■ **GIVEN INSTRUCTION**
Locate the line containing "of the black" in the material below; repeat it and every line after it, exactly as written.

■ **DATASET RECORDS**

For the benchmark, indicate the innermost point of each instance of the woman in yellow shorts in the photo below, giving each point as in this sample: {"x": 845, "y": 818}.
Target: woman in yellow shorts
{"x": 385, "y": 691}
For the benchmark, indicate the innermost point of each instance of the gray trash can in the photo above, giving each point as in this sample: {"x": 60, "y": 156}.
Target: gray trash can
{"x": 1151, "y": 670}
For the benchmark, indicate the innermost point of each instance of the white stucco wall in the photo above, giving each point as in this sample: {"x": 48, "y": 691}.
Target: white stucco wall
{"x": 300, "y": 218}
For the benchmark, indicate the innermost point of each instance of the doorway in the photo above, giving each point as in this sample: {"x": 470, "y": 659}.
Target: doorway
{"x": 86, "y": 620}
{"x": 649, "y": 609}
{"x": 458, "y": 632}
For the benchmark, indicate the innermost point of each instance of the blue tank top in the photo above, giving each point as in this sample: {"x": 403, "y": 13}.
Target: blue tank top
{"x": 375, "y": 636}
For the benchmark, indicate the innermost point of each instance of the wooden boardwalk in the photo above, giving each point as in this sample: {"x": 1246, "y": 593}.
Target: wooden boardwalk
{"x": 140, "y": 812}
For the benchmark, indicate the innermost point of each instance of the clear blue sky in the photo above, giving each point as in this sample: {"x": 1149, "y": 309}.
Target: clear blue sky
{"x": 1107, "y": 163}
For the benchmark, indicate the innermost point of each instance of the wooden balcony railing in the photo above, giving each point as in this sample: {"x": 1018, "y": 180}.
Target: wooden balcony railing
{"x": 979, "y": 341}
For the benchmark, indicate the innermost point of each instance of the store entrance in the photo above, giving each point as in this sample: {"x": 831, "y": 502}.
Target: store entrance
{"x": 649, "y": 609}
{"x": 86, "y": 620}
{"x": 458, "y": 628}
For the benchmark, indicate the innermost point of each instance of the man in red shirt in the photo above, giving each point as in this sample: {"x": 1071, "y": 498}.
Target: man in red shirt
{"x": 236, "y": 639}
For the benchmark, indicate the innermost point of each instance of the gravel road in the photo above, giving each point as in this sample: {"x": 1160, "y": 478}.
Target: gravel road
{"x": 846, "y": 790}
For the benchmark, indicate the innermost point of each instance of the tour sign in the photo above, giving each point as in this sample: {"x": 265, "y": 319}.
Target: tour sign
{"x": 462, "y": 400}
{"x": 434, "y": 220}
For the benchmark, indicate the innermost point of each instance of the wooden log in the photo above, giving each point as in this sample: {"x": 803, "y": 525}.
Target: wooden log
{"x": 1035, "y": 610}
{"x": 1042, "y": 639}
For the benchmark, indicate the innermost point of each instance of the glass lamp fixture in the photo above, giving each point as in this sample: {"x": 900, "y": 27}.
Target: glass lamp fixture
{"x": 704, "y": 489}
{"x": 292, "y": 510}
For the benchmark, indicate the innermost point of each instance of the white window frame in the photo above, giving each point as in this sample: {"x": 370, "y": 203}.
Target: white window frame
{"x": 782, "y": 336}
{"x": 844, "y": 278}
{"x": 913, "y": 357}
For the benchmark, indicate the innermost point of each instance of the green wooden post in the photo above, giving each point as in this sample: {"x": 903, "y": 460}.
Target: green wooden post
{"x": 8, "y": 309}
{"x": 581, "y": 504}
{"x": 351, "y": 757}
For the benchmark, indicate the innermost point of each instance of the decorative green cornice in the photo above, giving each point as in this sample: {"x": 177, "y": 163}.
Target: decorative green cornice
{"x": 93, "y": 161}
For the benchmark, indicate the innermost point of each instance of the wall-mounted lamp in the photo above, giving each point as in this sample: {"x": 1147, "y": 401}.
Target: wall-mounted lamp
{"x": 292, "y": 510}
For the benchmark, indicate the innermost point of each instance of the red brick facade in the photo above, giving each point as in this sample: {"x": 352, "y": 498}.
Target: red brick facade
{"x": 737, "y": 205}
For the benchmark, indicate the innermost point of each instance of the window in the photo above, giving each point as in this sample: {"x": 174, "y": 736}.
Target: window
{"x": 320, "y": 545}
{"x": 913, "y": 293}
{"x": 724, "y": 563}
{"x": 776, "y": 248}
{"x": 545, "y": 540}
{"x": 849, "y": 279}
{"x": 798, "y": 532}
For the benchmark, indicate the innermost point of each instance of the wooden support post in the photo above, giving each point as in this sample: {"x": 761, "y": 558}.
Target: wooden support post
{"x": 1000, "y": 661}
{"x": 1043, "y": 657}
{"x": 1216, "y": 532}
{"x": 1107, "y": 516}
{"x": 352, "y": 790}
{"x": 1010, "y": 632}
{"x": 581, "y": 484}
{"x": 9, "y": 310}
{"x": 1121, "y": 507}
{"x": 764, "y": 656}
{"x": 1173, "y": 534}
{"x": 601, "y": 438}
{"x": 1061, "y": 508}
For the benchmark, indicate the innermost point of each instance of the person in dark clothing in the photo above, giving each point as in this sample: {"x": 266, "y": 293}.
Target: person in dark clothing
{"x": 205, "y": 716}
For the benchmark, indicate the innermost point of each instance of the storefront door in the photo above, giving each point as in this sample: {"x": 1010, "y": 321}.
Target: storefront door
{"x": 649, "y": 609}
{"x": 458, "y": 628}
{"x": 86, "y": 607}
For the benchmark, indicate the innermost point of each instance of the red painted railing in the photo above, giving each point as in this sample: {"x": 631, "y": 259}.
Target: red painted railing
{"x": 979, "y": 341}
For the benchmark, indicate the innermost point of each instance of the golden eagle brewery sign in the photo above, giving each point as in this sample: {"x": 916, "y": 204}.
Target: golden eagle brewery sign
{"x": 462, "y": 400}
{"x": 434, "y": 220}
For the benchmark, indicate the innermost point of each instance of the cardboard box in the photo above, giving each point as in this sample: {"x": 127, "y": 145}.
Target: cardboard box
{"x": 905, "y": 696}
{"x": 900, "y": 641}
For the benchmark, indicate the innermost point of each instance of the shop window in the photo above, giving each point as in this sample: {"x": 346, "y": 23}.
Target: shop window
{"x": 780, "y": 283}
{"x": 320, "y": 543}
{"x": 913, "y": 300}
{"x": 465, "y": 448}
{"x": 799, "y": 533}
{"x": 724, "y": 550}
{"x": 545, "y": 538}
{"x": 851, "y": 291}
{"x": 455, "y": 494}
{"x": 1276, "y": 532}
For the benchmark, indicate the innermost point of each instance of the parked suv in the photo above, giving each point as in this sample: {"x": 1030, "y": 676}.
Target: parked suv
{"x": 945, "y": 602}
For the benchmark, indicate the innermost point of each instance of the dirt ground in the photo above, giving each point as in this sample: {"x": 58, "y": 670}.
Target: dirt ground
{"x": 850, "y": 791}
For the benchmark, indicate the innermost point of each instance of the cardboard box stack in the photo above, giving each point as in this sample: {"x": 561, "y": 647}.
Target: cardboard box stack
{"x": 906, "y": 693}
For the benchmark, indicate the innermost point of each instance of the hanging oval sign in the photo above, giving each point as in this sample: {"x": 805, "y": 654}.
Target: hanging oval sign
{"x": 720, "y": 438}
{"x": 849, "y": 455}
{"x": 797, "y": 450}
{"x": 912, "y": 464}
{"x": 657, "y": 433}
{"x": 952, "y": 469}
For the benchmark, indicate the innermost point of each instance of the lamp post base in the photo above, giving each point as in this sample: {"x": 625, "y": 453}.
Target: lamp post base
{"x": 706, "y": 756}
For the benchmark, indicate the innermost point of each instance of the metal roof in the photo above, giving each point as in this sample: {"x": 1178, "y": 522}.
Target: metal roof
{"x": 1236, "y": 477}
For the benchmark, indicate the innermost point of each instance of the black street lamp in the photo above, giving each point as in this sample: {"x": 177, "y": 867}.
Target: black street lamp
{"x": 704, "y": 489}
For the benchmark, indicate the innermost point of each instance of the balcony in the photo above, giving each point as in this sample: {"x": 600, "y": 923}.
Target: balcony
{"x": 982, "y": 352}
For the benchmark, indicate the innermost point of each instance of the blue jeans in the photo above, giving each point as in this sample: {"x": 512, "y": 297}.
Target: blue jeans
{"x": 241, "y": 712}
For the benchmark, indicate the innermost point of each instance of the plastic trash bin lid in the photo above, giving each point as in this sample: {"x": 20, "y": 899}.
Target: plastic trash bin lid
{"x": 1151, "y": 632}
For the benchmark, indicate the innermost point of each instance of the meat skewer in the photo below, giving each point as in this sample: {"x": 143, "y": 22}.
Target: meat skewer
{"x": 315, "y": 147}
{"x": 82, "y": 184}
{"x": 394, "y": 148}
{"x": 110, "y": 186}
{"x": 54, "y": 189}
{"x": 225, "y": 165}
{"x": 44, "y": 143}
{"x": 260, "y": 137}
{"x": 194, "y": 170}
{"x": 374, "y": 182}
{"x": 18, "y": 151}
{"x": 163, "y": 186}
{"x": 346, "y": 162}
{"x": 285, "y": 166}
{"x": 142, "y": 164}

■ **ANSWER IN FULL**
For the benchmark, indicate the innermost point of each instance of the black street lamp in the photo above, giving each point as in this sample: {"x": 177, "y": 867}.
Target: black street lamp
{"x": 704, "y": 489}
For the benchmark, indicate the innermost point of each instance of the balcony in the photo above, giving each point as in this sample: {"x": 600, "y": 923}.
Target: balcony
{"x": 982, "y": 352}
For the benchmark, indicate the innermost point of each instance of the blue jeans in the photo above, giving each point as in this sample: {"x": 512, "y": 297}.
Target: blue jeans
{"x": 241, "y": 712}
For the benchmark, indicate the innermost point of each instance of the plastic trash bin lid in the photo above, giving each point as in this sample: {"x": 20, "y": 899}.
Target: plastic trash bin lid
{"x": 1151, "y": 632}
For the benchmark, indicate the innermost point of each instance of the meat skewer in the photo below, giving each point as in this sample: {"x": 143, "y": 22}.
Target: meat skewer
{"x": 315, "y": 147}
{"x": 82, "y": 184}
{"x": 394, "y": 148}
{"x": 110, "y": 186}
{"x": 54, "y": 189}
{"x": 225, "y": 165}
{"x": 44, "y": 143}
{"x": 260, "y": 137}
{"x": 194, "y": 170}
{"x": 374, "y": 182}
{"x": 18, "y": 151}
{"x": 163, "y": 186}
{"x": 346, "y": 162}
{"x": 285, "y": 166}
{"x": 142, "y": 164}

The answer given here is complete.